**PROVIDED INFORMATION:**
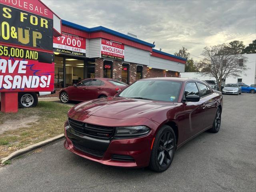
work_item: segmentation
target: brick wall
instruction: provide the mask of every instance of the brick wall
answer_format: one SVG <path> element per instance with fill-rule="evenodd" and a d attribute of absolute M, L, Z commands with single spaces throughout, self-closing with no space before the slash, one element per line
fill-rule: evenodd
<path fill-rule="evenodd" d="M 103 77 L 103 58 L 95 58 L 95 77 Z"/>
<path fill-rule="evenodd" d="M 132 83 L 137 80 L 137 64 L 130 63 L 129 66 L 129 83 Z"/>
<path fill-rule="evenodd" d="M 122 61 L 114 60 L 112 67 L 113 78 L 121 81 L 122 80 Z"/>
<path fill-rule="evenodd" d="M 148 72 L 148 68 L 146 65 L 143 65 L 143 68 L 142 69 L 142 78 L 147 78 L 147 74 Z"/>

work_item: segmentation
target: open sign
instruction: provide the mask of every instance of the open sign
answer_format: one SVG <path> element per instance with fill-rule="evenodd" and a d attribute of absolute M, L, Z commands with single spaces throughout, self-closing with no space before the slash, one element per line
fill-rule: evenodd
<path fill-rule="evenodd" d="M 104 66 L 104 68 L 105 69 L 111 69 L 111 65 L 105 65 Z"/>

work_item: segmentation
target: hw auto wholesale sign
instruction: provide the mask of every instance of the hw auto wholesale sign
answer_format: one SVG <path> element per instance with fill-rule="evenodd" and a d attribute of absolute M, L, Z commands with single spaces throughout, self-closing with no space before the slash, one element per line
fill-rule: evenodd
<path fill-rule="evenodd" d="M 53 17 L 38 0 L 0 0 L 0 92 L 54 90 Z"/>
<path fill-rule="evenodd" d="M 53 39 L 54 51 L 81 57 L 86 56 L 86 40 L 74 35 L 62 33 Z"/>
<path fill-rule="evenodd" d="M 123 61 L 124 45 L 122 43 L 101 39 L 101 56 Z"/>

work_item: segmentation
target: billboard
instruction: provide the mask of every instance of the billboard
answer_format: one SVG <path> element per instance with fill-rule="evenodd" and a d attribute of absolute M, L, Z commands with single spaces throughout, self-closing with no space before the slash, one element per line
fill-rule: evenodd
<path fill-rule="evenodd" d="M 63 33 L 62 36 L 53 38 L 55 52 L 85 57 L 86 48 L 86 39 L 83 37 Z"/>
<path fill-rule="evenodd" d="M 116 60 L 124 60 L 124 45 L 115 41 L 101 39 L 101 56 Z"/>
<path fill-rule="evenodd" d="M 39 0 L 0 0 L 0 92 L 53 90 L 53 13 Z"/>

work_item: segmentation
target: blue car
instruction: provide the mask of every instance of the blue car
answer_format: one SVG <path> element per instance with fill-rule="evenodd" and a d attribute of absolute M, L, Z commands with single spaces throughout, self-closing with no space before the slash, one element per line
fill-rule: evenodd
<path fill-rule="evenodd" d="M 238 84 L 241 87 L 242 92 L 250 93 L 255 93 L 256 92 L 256 87 L 250 87 L 243 83 L 238 83 Z"/>

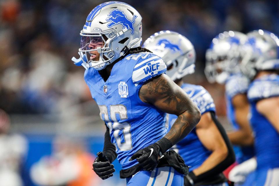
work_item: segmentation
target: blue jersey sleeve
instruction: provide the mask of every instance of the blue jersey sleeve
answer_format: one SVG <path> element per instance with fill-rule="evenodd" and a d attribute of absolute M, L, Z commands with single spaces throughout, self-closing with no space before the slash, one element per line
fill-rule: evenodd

**WHAT THE EXERCISE ASKS:** Convert all of the records above into a numbered list with one line per entry, omitting the blank lines. Leave the pictures out of the list.

**THE COMPLETED TASK:**
1. work_item: segmentation
2. target: brick wall
3. instruction: provide the mask of every instance of the brick wall
4. answer_format: one SVG <path> element per instance with fill-rule="evenodd" and a d attribute of absolute M, L, Z commands with single spaces throughout, self-closing with no space before the slash, one element per line
5. fill-rule: evenodd
6. <path fill-rule="evenodd" d="M 103 77 L 103 58 L 95 58 L 95 77 Z"/>
7. <path fill-rule="evenodd" d="M 132 83 L 137 80 L 137 64 L 130 63 L 129 66 L 129 83 Z"/>
8. <path fill-rule="evenodd" d="M 122 61 L 114 60 L 112 67 L 113 78 L 121 81 L 122 80 Z"/>
9. <path fill-rule="evenodd" d="M 148 72 L 148 68 L 146 65 L 143 65 L 143 68 L 142 69 L 142 78 L 147 78 L 147 74 Z"/>
10. work_item: segmentation
11. target: open sign
12. instruction: provide the mask of every instance of the open sign
13. answer_format: one SVG <path> element per instance with fill-rule="evenodd" and a d attribute of absolute M, L, Z commands with single spaces throughout, self-closing with no space before the slash, one element per line
14. fill-rule: evenodd
15. <path fill-rule="evenodd" d="M 104 66 L 104 68 L 105 69 L 111 69 L 111 65 L 105 65 Z"/>
16. work_item: segmentation
17. target: hw auto wholesale sign
18. instruction: provide the mask of every instance of the hw auto wholesale sign
19. answer_format: one SVG <path> element per instance with fill-rule="evenodd" and a d attribute of absolute M, L, Z commands with single spaces throughout, self-closing with no space before the slash, one element per line
20. fill-rule: evenodd
21. <path fill-rule="evenodd" d="M 53 17 L 38 0 L 0 0 L 0 92 L 54 90 Z"/>
22. <path fill-rule="evenodd" d="M 53 39 L 54 51 L 81 57 L 86 56 L 86 40 L 74 35 L 62 33 Z"/>
23. <path fill-rule="evenodd" d="M 123 61 L 124 45 L 122 43 L 101 39 L 101 56 Z"/>
24. work_item: segmentation
25. target: billboard
26. instruction: provide the mask of every instance of the billboard
27. answer_format: one SVG <path> element per instance with fill-rule="evenodd" and a d attribute of absolute M, L, Z commands with single spaces throughout, self-closing with no space before the slash, one element per line
28. fill-rule: evenodd
29. <path fill-rule="evenodd" d="M 63 33 L 62 36 L 53 38 L 55 52 L 85 57 L 86 48 L 86 39 L 83 37 Z"/>
30. <path fill-rule="evenodd" d="M 116 60 L 124 60 L 124 45 L 115 41 L 101 39 L 101 56 Z"/>
31. <path fill-rule="evenodd" d="M 39 0 L 0 0 L 0 92 L 53 90 L 53 13 Z"/>
32. work_item: segmentation
33. target: blue car
34. instruction: provide the mask of every instance of the blue car
35. answer_format: one SVG <path> element per instance with fill-rule="evenodd" and a d attribute of absolute M, L, Z commands with single spaces throughout, self-closing with no space before the slash, one element per line
36. fill-rule: evenodd
37. <path fill-rule="evenodd" d="M 238 84 L 241 87 L 242 92 L 250 93 L 255 93 L 256 92 L 256 87 L 250 87 L 243 83 L 238 83 Z"/>
38. work_item: segmentation
39. target: blue jersey sleeve
40. instruction: provide the mask of every instance of the blue jersey sleeve
41. answer_format: one SVG <path> element per instance with fill-rule="evenodd" and a d attribute of absolute M, L, Z commands with single spaces throughout, self-closing with no space before the slash, one element per line
42. fill-rule: evenodd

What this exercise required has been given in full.